◆ **The task**
Beginning with the line where "rail in the photo above." appears, retype every remaining line of the data below, both the first and last included.

◆ **Data to use**
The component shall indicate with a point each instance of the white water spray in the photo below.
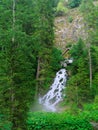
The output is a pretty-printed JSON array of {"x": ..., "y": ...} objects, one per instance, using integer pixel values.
[{"x": 54, "y": 95}]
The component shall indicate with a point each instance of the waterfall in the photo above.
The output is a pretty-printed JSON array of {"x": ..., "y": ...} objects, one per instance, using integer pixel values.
[{"x": 50, "y": 100}]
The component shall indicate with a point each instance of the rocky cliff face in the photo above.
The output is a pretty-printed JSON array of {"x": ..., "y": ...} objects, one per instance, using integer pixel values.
[{"x": 69, "y": 28}]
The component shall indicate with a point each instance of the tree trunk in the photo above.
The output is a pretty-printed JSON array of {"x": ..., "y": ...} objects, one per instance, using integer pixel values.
[
  {"x": 37, "y": 77},
  {"x": 90, "y": 65}
]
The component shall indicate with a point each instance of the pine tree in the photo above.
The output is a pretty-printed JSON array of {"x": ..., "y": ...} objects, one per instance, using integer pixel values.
[{"x": 17, "y": 64}]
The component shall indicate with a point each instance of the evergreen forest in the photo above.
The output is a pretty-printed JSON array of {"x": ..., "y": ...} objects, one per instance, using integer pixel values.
[{"x": 31, "y": 53}]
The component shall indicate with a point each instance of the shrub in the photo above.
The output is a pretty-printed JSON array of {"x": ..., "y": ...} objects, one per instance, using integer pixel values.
[
  {"x": 56, "y": 121},
  {"x": 74, "y": 3},
  {"x": 61, "y": 9}
]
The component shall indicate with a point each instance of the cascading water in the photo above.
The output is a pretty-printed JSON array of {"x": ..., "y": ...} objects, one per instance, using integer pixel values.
[{"x": 54, "y": 95}]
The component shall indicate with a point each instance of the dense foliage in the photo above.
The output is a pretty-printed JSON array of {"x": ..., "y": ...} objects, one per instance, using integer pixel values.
[
  {"x": 74, "y": 3},
  {"x": 26, "y": 55},
  {"x": 55, "y": 121}
]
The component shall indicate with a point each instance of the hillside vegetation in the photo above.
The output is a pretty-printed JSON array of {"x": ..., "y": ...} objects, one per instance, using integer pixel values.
[{"x": 35, "y": 37}]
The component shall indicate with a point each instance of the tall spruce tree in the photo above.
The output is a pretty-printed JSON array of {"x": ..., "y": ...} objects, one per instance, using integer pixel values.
[{"x": 17, "y": 66}]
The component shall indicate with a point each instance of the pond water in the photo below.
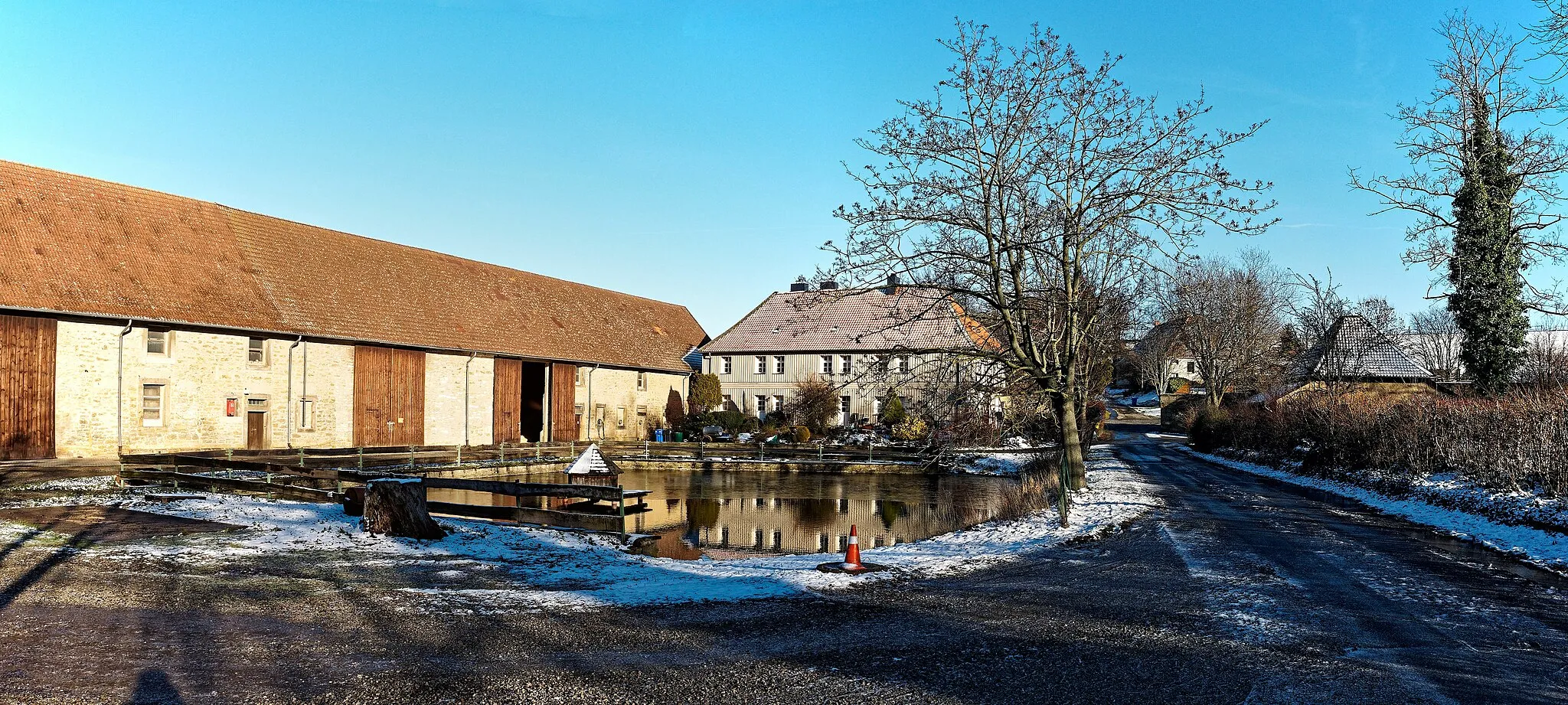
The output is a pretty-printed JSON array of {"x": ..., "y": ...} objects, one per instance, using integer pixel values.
[{"x": 731, "y": 514}]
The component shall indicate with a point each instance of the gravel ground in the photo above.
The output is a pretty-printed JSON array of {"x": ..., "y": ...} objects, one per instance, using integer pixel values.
[{"x": 1236, "y": 591}]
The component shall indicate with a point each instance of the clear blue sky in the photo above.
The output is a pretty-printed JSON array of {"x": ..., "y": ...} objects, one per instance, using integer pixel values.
[{"x": 688, "y": 152}]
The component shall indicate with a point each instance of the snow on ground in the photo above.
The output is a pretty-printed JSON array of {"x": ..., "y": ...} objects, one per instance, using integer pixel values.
[
  {"x": 1545, "y": 549},
  {"x": 557, "y": 569}
]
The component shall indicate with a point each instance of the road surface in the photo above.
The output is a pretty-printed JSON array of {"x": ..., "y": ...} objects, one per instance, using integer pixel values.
[{"x": 1236, "y": 591}]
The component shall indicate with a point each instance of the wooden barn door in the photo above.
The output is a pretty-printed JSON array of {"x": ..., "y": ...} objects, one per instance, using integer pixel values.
[
  {"x": 508, "y": 401},
  {"x": 564, "y": 403},
  {"x": 389, "y": 397},
  {"x": 27, "y": 387}
]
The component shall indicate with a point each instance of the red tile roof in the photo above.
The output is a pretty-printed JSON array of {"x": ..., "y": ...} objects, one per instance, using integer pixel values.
[
  {"x": 852, "y": 320},
  {"x": 79, "y": 245}
]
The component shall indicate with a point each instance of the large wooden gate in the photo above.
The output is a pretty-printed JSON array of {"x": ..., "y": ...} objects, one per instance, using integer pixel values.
[
  {"x": 508, "y": 401},
  {"x": 389, "y": 397},
  {"x": 27, "y": 387},
  {"x": 564, "y": 401}
]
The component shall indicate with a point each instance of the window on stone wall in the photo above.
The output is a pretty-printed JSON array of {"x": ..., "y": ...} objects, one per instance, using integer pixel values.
[
  {"x": 256, "y": 351},
  {"x": 152, "y": 405},
  {"x": 306, "y": 414},
  {"x": 158, "y": 344}
]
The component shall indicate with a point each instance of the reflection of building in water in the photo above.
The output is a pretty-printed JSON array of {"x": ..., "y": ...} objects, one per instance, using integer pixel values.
[
  {"x": 789, "y": 513},
  {"x": 809, "y": 514}
]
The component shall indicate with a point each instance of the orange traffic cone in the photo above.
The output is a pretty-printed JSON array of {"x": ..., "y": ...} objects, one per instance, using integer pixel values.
[{"x": 852, "y": 553}]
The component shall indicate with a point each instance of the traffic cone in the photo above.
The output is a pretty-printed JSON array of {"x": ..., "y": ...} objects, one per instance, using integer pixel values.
[{"x": 852, "y": 553}]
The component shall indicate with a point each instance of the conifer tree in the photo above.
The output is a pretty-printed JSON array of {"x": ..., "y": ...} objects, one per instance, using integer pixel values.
[{"x": 1488, "y": 259}]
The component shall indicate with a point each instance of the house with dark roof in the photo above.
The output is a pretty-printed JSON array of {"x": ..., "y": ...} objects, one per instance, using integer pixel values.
[
  {"x": 1355, "y": 356},
  {"x": 134, "y": 320},
  {"x": 871, "y": 344}
]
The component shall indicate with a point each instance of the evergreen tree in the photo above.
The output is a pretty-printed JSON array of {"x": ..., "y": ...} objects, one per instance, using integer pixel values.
[
  {"x": 675, "y": 411},
  {"x": 1488, "y": 259}
]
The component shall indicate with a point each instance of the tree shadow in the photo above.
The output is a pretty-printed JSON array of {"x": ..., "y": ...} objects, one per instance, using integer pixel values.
[{"x": 154, "y": 688}]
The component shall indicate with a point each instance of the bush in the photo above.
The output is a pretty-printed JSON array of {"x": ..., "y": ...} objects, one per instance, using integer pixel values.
[
  {"x": 913, "y": 428},
  {"x": 1506, "y": 444},
  {"x": 1213, "y": 428}
]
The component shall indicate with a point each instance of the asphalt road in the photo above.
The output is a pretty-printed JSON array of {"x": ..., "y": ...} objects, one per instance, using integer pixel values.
[{"x": 1234, "y": 591}]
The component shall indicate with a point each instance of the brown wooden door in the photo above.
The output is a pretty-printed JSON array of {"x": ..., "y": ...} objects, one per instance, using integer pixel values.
[
  {"x": 564, "y": 401},
  {"x": 27, "y": 387},
  {"x": 256, "y": 429},
  {"x": 508, "y": 401},
  {"x": 389, "y": 386}
]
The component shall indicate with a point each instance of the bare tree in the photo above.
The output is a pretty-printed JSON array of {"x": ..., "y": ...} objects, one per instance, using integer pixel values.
[
  {"x": 1234, "y": 317},
  {"x": 1433, "y": 341},
  {"x": 1482, "y": 68},
  {"x": 1027, "y": 188}
]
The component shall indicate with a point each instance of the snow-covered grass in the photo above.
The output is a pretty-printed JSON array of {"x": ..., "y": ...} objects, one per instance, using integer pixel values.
[
  {"x": 1545, "y": 549},
  {"x": 556, "y": 569}
]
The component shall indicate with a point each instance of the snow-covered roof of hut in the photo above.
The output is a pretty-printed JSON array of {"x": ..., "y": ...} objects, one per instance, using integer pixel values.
[{"x": 592, "y": 462}]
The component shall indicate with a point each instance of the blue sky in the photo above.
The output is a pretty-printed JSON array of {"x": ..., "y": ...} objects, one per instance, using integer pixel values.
[{"x": 688, "y": 152}]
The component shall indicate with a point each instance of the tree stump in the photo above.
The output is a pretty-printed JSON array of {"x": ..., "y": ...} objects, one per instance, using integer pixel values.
[{"x": 397, "y": 508}]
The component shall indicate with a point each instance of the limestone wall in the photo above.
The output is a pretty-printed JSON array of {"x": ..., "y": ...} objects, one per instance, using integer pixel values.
[
  {"x": 628, "y": 411},
  {"x": 444, "y": 401},
  {"x": 198, "y": 375}
]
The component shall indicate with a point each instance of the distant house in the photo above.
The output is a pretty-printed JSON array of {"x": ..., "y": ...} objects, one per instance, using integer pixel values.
[
  {"x": 1357, "y": 356},
  {"x": 1161, "y": 356},
  {"x": 871, "y": 344}
]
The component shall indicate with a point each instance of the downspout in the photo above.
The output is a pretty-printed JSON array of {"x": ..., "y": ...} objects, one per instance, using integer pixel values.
[
  {"x": 289, "y": 395},
  {"x": 119, "y": 392},
  {"x": 466, "y": 397},
  {"x": 590, "y": 408}
]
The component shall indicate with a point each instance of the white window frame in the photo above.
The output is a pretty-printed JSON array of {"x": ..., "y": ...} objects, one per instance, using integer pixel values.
[
  {"x": 162, "y": 397},
  {"x": 264, "y": 350},
  {"x": 168, "y": 344}
]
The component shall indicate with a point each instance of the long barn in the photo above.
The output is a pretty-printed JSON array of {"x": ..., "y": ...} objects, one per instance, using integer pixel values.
[{"x": 134, "y": 320}]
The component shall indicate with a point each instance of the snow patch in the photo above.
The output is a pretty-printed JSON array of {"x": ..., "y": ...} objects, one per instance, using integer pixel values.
[{"x": 554, "y": 569}]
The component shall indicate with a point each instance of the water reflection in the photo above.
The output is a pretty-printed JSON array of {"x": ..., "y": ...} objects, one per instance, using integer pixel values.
[{"x": 727, "y": 514}]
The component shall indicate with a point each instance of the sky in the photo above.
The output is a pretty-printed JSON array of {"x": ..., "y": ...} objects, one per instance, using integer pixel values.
[{"x": 689, "y": 152}]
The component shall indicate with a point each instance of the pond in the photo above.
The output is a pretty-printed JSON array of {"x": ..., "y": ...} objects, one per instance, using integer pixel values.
[{"x": 731, "y": 514}]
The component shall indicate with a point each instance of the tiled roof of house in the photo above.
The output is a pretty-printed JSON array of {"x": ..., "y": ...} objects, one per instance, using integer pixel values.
[
  {"x": 851, "y": 320},
  {"x": 79, "y": 245},
  {"x": 1355, "y": 350}
]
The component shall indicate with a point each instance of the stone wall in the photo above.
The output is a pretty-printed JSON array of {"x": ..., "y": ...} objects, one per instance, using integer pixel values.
[
  {"x": 198, "y": 375},
  {"x": 444, "y": 398},
  {"x": 628, "y": 413}
]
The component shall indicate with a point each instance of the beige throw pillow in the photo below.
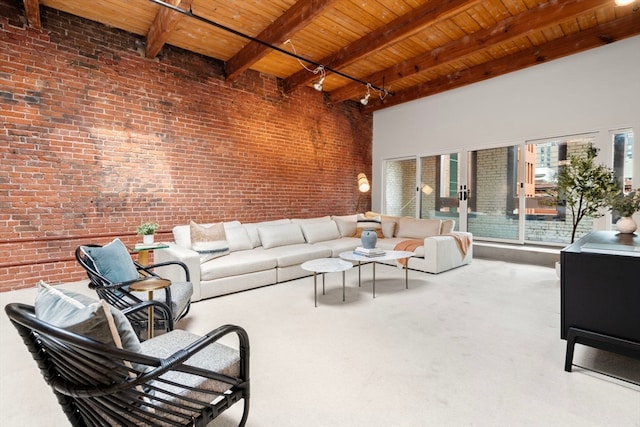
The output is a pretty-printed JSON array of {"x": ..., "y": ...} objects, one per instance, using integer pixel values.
[{"x": 210, "y": 242}]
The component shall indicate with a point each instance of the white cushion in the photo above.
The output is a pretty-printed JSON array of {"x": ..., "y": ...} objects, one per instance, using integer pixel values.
[
  {"x": 273, "y": 236},
  {"x": 237, "y": 237},
  {"x": 320, "y": 231},
  {"x": 346, "y": 224},
  {"x": 252, "y": 229},
  {"x": 418, "y": 228}
]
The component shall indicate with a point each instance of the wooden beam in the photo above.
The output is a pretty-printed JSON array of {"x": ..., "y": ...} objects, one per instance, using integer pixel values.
[
  {"x": 294, "y": 19},
  {"x": 32, "y": 12},
  {"x": 621, "y": 28},
  {"x": 530, "y": 21},
  {"x": 428, "y": 14},
  {"x": 164, "y": 24}
]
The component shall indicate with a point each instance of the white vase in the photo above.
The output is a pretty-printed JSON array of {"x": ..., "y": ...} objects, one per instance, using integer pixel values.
[{"x": 626, "y": 225}]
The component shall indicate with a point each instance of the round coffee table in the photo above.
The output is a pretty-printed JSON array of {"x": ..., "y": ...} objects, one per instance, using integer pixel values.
[
  {"x": 325, "y": 265},
  {"x": 388, "y": 256}
]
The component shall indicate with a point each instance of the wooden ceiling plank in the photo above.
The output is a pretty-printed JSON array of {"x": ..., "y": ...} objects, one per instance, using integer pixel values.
[
  {"x": 528, "y": 22},
  {"x": 621, "y": 28},
  {"x": 283, "y": 28},
  {"x": 32, "y": 13},
  {"x": 404, "y": 26},
  {"x": 164, "y": 24}
]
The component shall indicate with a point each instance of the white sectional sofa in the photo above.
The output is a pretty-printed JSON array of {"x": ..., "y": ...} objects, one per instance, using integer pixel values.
[{"x": 271, "y": 252}]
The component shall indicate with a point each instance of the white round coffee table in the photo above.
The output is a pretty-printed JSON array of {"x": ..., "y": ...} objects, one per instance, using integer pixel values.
[
  {"x": 388, "y": 256},
  {"x": 326, "y": 265}
]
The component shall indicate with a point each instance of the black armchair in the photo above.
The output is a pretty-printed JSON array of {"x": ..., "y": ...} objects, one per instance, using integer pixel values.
[
  {"x": 112, "y": 273},
  {"x": 177, "y": 378}
]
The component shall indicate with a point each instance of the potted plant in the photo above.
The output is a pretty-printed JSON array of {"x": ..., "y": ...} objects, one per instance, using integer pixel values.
[
  {"x": 147, "y": 230},
  {"x": 626, "y": 205},
  {"x": 586, "y": 187}
]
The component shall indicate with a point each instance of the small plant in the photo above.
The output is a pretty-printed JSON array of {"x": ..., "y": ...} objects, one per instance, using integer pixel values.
[
  {"x": 626, "y": 205},
  {"x": 148, "y": 228}
]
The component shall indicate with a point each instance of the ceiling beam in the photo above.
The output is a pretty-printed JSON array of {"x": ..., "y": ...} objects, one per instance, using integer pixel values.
[
  {"x": 530, "y": 21},
  {"x": 283, "y": 28},
  {"x": 32, "y": 12},
  {"x": 612, "y": 31},
  {"x": 429, "y": 13},
  {"x": 162, "y": 27}
]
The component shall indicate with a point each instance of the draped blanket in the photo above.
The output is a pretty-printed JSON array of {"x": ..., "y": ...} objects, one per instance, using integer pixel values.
[{"x": 462, "y": 240}]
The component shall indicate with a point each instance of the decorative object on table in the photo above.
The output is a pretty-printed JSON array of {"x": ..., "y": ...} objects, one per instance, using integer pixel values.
[
  {"x": 147, "y": 231},
  {"x": 369, "y": 238},
  {"x": 585, "y": 186},
  {"x": 363, "y": 187},
  {"x": 368, "y": 252},
  {"x": 626, "y": 205}
]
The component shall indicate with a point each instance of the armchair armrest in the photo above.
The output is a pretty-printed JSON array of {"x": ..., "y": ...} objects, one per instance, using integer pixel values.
[{"x": 175, "y": 273}]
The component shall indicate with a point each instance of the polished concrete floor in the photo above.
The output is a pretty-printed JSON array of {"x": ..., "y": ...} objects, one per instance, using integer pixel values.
[{"x": 476, "y": 346}]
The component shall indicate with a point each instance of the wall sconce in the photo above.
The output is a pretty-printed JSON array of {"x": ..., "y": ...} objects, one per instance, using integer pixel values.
[
  {"x": 363, "y": 183},
  {"x": 363, "y": 187}
]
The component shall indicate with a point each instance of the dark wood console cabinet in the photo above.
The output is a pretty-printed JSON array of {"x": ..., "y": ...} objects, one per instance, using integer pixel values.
[{"x": 600, "y": 293}]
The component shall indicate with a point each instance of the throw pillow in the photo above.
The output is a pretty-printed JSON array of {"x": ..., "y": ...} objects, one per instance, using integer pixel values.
[
  {"x": 112, "y": 261},
  {"x": 84, "y": 316},
  {"x": 210, "y": 242}
]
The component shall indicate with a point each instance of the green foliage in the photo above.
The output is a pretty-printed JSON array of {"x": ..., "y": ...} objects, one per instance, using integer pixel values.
[
  {"x": 586, "y": 186},
  {"x": 626, "y": 205},
  {"x": 148, "y": 228}
]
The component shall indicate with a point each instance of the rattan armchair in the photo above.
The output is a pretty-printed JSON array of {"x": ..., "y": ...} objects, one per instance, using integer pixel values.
[
  {"x": 178, "y": 378},
  {"x": 170, "y": 304}
]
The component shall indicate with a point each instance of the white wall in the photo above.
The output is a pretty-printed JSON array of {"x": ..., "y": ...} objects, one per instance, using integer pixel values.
[{"x": 597, "y": 90}]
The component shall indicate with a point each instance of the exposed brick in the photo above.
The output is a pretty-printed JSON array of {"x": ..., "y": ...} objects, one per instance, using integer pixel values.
[{"x": 96, "y": 140}]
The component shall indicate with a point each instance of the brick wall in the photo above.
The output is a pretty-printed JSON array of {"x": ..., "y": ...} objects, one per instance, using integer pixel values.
[{"x": 97, "y": 139}]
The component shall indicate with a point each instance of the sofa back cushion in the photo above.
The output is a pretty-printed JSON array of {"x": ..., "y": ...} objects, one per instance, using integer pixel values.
[
  {"x": 252, "y": 229},
  {"x": 272, "y": 236},
  {"x": 447, "y": 226},
  {"x": 418, "y": 228},
  {"x": 347, "y": 224},
  {"x": 320, "y": 231}
]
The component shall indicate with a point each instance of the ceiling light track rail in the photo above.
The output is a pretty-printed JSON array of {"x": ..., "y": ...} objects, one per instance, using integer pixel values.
[{"x": 190, "y": 14}]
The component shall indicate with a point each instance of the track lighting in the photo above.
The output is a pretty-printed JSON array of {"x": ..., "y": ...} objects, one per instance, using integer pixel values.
[
  {"x": 365, "y": 100},
  {"x": 318, "y": 85}
]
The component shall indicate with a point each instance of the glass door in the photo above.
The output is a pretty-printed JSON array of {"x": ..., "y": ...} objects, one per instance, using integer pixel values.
[{"x": 493, "y": 194}]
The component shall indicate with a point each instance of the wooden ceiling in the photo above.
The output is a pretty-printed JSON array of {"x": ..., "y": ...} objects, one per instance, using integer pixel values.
[{"x": 410, "y": 48}]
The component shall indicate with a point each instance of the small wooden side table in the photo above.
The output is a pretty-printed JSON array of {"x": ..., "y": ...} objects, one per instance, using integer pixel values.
[
  {"x": 150, "y": 285},
  {"x": 143, "y": 251}
]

◆ **Complete answer**
The component shall indicate with a point each instance of the ceiling light track rail in the photo above.
The output is a pretty-printed JSON array of {"x": ..., "y": ...} objects, one per instance, using integer pixel values.
[{"x": 190, "y": 14}]
The component shall indicate with a point each instance of the track lighting in the photo above.
The output is a pretty-printed JSON array of {"x": ..., "y": ...} objects, one per instance, using integer pixel values.
[
  {"x": 365, "y": 100},
  {"x": 318, "y": 85}
]
The component shall indicate with a point each instance of the glass door in the photo above.
The output is a pretty-printed JSON array of {"x": ..., "y": ...} objects, one per instance, using integer pixel values.
[{"x": 493, "y": 194}]
The component shall indicate with a point each instance of the wooden ceiling in the photo above.
The output is a pretty-printed JSON array of {"x": ..., "y": ...} objects, one per instance, using integer pixel values.
[{"x": 410, "y": 48}]
The component shall indicate with a point each instance of the small wooden side table in the photo above.
The output is a pretty-printed JSON array of {"x": ..., "y": ...} objects, one per instance, using integer pixel values.
[
  {"x": 150, "y": 285},
  {"x": 143, "y": 251}
]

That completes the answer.